PASSAGE PROVIDED ->
Parenting

We Got A Bearded Dragon, And It Gave Me A Lesson In Grief

by Nora LaFata
Updated: 
Originally Published: 
A small girl wearing a pink shirt with white dots while holding a Bearded Dragon pet and kissing it
Courtesy of Nora LaFata

Trigger warning: child loss

We came upon her rather unplanned. After losing a beloved turtle last summer, a kind friend offered her bearded dragon. When I mentioned the prospect of another pet, the kids stopped crying and started jumping. Soon after, she was ours.

When we first laid eyes on each other, I squirmed. This animal resembled less the cute stuff of nursery rhymes and more the stuff of things you’d prefer stay underground. Spiky and scaly, she swiveled from side to side like one of Ursula’s assistants. She was poky. And her eyes were on the sides of her face. And she had holes for ears. My husband (hardly a reptile enthusiast) was tasked with bringing her home and setting up the cage. Once finished, he lovingly told me to “keep that velociraptor in the garage.”

Later that day we all stared at her through the glass.

“How should we hold her?” asked the oldest. I squinted. “Let’s Google it.”

“She looks scary,” said the middle one.

“Don’t worry, she’s nice,” I half told/half asked him.

To my astonishment, our youngest walked right up to the glass, opened the door and placed her tiny hands inside. “Come here dragon lizard,” she said, in a singsong voice. “I love you.”

Our first daughter died an ugly way. I don’t mean this to imply that she was ugly, which is farthest from the truth. She had soft little cheeks and dark little waves in her hair. Her ruby red lips were pursed, as though she’d been deep in thought when she passed. She was my husband and she was her brother and she was me. She was the most beautiful thing I’d ever seen.

Courtesy of Nora LaFata

The way she died was ugly. Or perhaps the ugly stems from how we came to hold her: the physical involvement required of me when I did not want any part. The delivery of her body into a world she would never breathe, taste, or smell. The silence of the hospital room. How we scanned its walls for an answer. How they shrugged back at us in beige.

What’s uglier than stillbirth? Than tiny pummels gone soft? What’s uglier than one’s body killing another secretly, while she shops for white lace curtains? Nothing, I thought as I stared down at her, horrified by what I’d just endured.

Seven years later, I can answer.

When Josie died, I was embarrassed and ashamed. I’d taken the vitamins and I’d read the books. I’d skipped the cold cuts and the mimosas and stepped over every crack in the sidewalk. I sang to my abdomen in the shower and I drove the speed limit and I wore flats to work and yet, one exceptionally sunny afternoon, she died. On my watch from something my own body did to her, while birds sang outside.

Unfortunately, society only affirmed my newfound self-hatred:

This never happens. You did x,y, and z, so how did this happen? This is an anomaly.

This is extremely rare. This shouldn’t have happened.

While this seemed to reassure every well-intentioned person around me, there was one glaring problem. It did happen. To me.

So I tried my best to dress it down. I smiled and laughed and wore lipstick. When asked, I told friends we were okay, looking forward, moving forward. And when the scared, pregnant, acquaintance asked what she should “look for,” I repeated all I’d heard. Don’t worry. What happened to me is rare.

MATERIAL SUPPLIED ->
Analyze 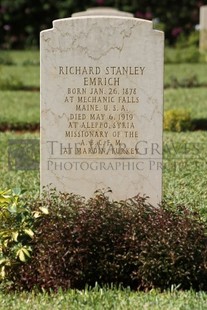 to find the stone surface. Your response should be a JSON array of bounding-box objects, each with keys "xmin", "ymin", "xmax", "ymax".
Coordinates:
[
  {"xmin": 72, "ymin": 7, "xmax": 133, "ymax": 17},
  {"xmin": 199, "ymin": 5, "xmax": 207, "ymax": 52},
  {"xmin": 40, "ymin": 16, "xmax": 164, "ymax": 204}
]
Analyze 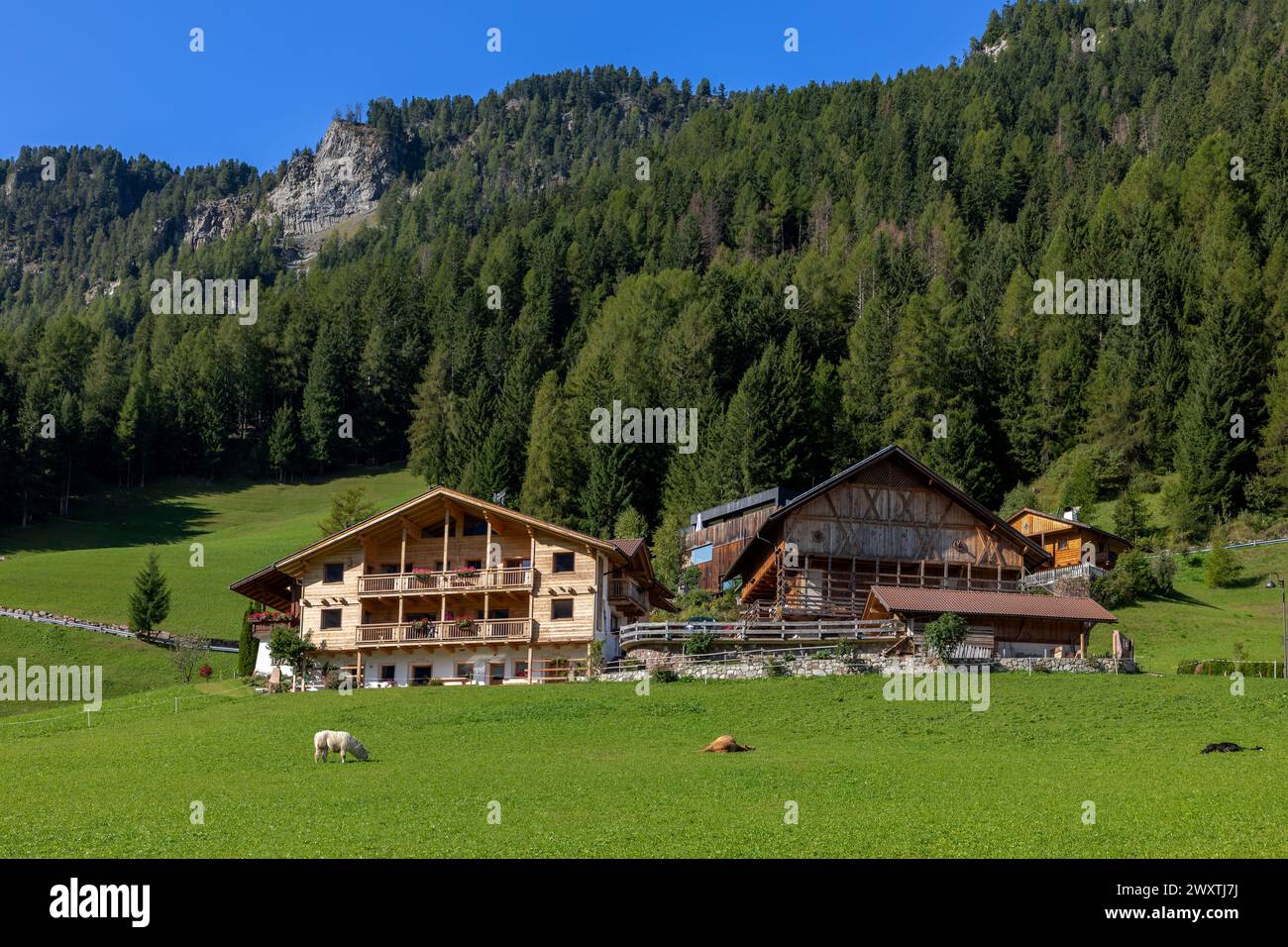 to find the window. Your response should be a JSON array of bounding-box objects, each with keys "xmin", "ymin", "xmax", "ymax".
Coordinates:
[{"xmin": 420, "ymin": 517, "xmax": 456, "ymax": 540}]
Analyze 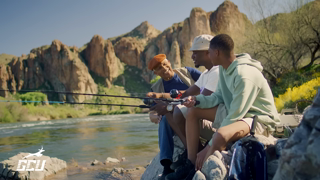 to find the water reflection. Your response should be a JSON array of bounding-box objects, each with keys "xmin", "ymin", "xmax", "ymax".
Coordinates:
[{"xmin": 0, "ymin": 115, "xmax": 159, "ymax": 167}]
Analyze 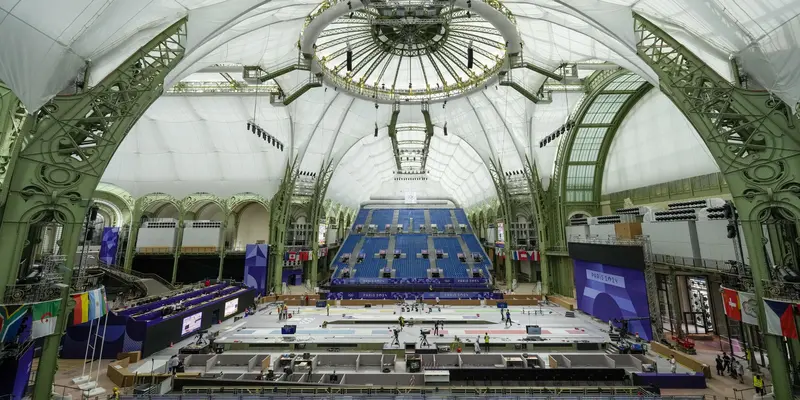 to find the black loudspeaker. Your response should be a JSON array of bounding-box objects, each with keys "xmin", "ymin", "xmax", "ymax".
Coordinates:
[{"xmin": 89, "ymin": 206, "xmax": 100, "ymax": 222}]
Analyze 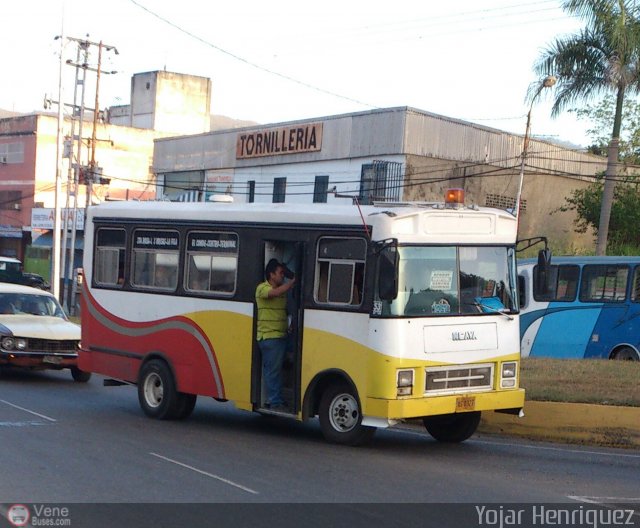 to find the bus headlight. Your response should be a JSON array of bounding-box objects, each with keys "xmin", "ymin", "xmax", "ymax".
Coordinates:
[
  {"xmin": 396, "ymin": 369, "xmax": 413, "ymax": 396},
  {"xmin": 500, "ymin": 361, "xmax": 518, "ymax": 389}
]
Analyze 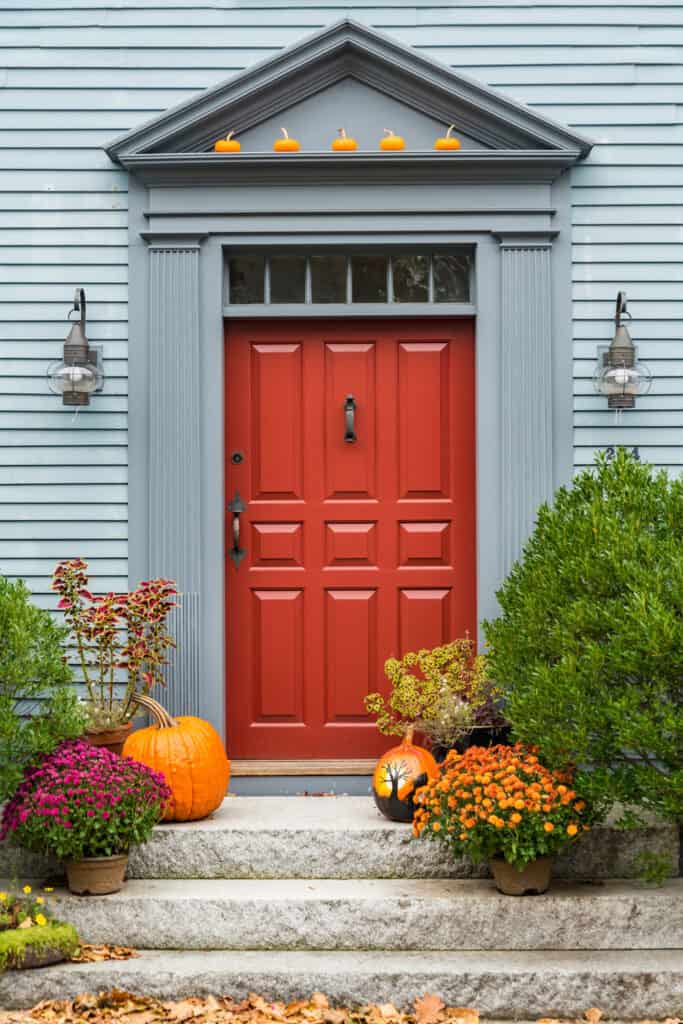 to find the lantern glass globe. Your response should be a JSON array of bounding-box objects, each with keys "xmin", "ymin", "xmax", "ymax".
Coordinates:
[
  {"xmin": 600, "ymin": 367, "xmax": 641, "ymax": 395},
  {"xmin": 50, "ymin": 362, "xmax": 100, "ymax": 394}
]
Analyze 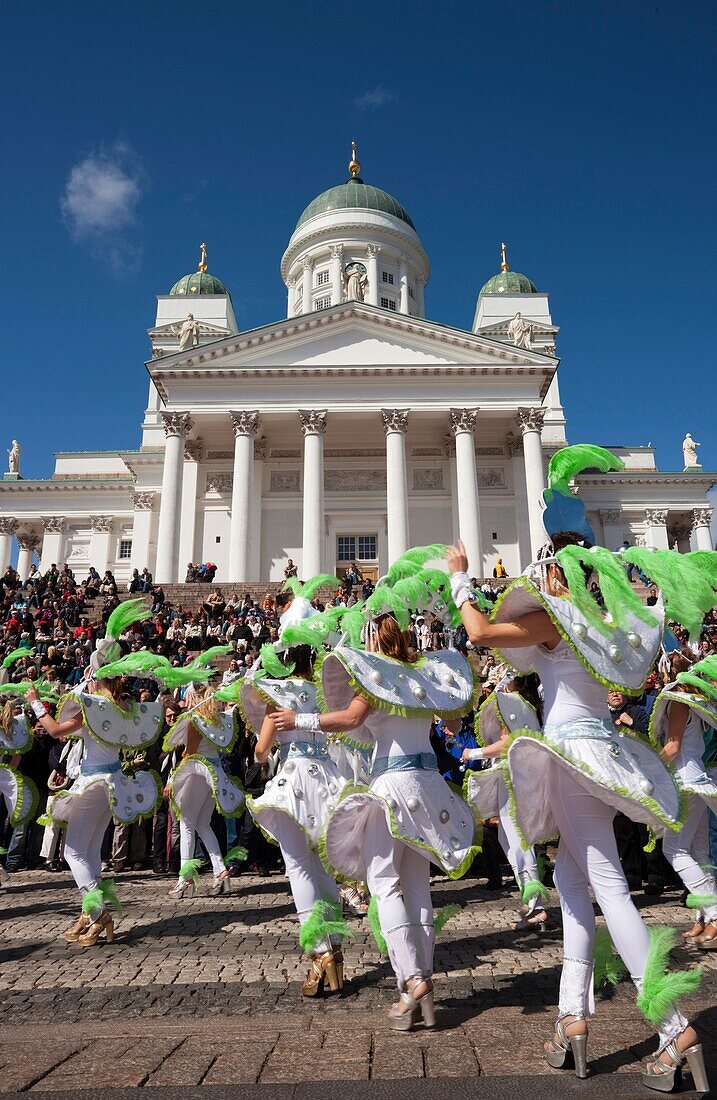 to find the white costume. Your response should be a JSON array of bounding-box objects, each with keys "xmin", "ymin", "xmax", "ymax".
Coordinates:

TASK PROMPT -> Reproduce verbatim the stretch of the bearded dragon essay from "When Josie died, I" through "happen. To me.".

SOLUTION FOR THIS PROBLEM ->
When Josie died, I was embarrassed and ashamed. I’d taken the vitamins and I’d read the books. I’d skipped the cold cuts and the mimosas and stepped over every crack in the sidewalk. I sang to my abdomen in the shower and I drove the speed limit and I wore flats to work and yet, one exceptionally sunny afternoon, she died. On my watch from something my own body did to her, while birds sang outside.

Unfortunately, society only affirmed my newfound self-hatred:

This never happens. You did x,y, and z, so how did this happen? This is an anomaly.

This is extremely rare. This shouldn’t have happened.

While this seemed to reassure every well-intentioned person around me, there was one glaring problem. It did happen. To me.